QUOTED TEXT:

# van storage bins



## cuttingedge (May 5, 2014)

Hello, Any recommendations on interior van storage bins? Thanks, JA


----------



## journeymanPainter (Feb 26, 2014)

Just the standard heavy duty ones of whatever size you prefer

Sent from my SGH-T989D using Tapatalk


----------



## Epoxy Pro (Oct 7, 2012)

You can get metal ones or make your own out of wood. It comes down to what you really need or want for yourself. For the most part we all use the same types of set ups.


----------



## [email protected] (Mar 1, 2008)

I. All is build my own out of 3/4 plywood. Takes me a day but I get what I want. But I do have the tools to do a nice job.


----------



## Jmayspaint (Mar 26, 2013)

After trying many things over the years, I've settled on using plastic 'totes' 

I have a few deeper ones for larger tools like sanders, etc, but the shallow ones are nice because things don't get buried in the bottom. 

One for brushes, one for rollers, one for tape and so on. Stack them up and they don't take up much space. 

They are lightweight and not very durable, but cheap enough so that replacing them every now and then is no big deal.


----------



## MIZZOU (Nov 18, 2012)

I use a lot of rectangular steel ammo cans. Got lucky and they fit my vans shelves perfectly.


----------



## RH (Sep 7, 2010)

We also just use the plastic bins. I like how we can easily move them out of the truck and inside on longer jobs.


----------



## Gough (Nov 24, 2010)

Since we often need to swap out what we need, we use these :










But don't get the cheapies from HD.

PS we also use dairy crates...that we've bought!


----------



## robladd (Nov 22, 2010)

Jmayspaint said:


> After trying many things over the years, I've settled on using plastic 'totes'
> 
> I have a few deeper ones for larger tools like sanders, etc, but the shallow ones are nice because things don't get buried in the bottom.
> 
> ...


 I also have an assortment of plastic totes locked away in my gang box Found it to be the ideal way to stay organized on a job. Depending on the task get what you need put it in your bucket organizer and go. Been going this route since the early 90's.


----------



## Epoxy Pro (Oct 7, 2012)

Gough said:


> Since we often need to swap out what we need, we use these :
> 
> 
> 
> ...


Me too :whistling2: 

I have a few plastic storage totes I am filling right now.


----------



## Epoxy Pro (Oct 7, 2012)

cuttingedge said:


> Hello, Any recommendations on interior van storage bins? Thanks, JA


To bad you didn't live close to me I am giving away 2 metal shelving sets and a cage. I have no use for them any more.


----------



## South-FL-Painter (Jan 17, 2012)

cdpainting said:


> To bad you didn't live close to me I am giving away 2 metal shelving sets and a cage. I have no use for them any more.


Craigslist? It will buy you some festool abrasives for that


----------



## Danahy (Dec 11, 2008)

I started using various rolling bins for different things in my van. Here's one I found handy for regular paint jobs. Holds everything but the tray, tarp bin and step ladder.


----------



## Epoxy Pro (Oct 7, 2012)

South-FL-Painter said:


> Craigslist? It will buy you some festool abrasives for that


I did tell the paint store where we got our Festool stuff yesterday I was getting rid of them, I tried finding prices for used and they were all over the place from $50-$250 just for the cage, shelves 20-35.


----------



## ttd (Sep 30, 2010)

Danahy said:


> I started using various rolling bins for different things in my van. Here's one I found handy for regular paint jobs. Holds everything but the tray, tarp bin and step ladder.


Where did you find those?


----------



## Danahy (Dec 11, 2008)

ttd said:


> Where did you find those?


At Canadian Tire. 

Looks like lowes in the US has them except thier orange instead of yellow.


----------

PROBLEM REQUIREMENTS:
Repeat word for word the passage of the van storage bin thread that opens with the words containing "Just the standard" and closes with "of set ups.". Work from the van storage bin thread alone.

COLLECTED MATERIAL:
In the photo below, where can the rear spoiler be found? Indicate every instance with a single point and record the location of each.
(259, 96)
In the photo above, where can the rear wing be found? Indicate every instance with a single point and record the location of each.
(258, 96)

CORRECT RESULT:
Just the standard heavy duty ones of whatever size you prefer

Sent from my SGH-T989D using Tapatalk


----------



## Epoxy Pro (Oct 7, 2012)

You can get metal ones or make your own out of wood. It comes down to what you really need or want for yourself. For the most part we all use the same types of set ups.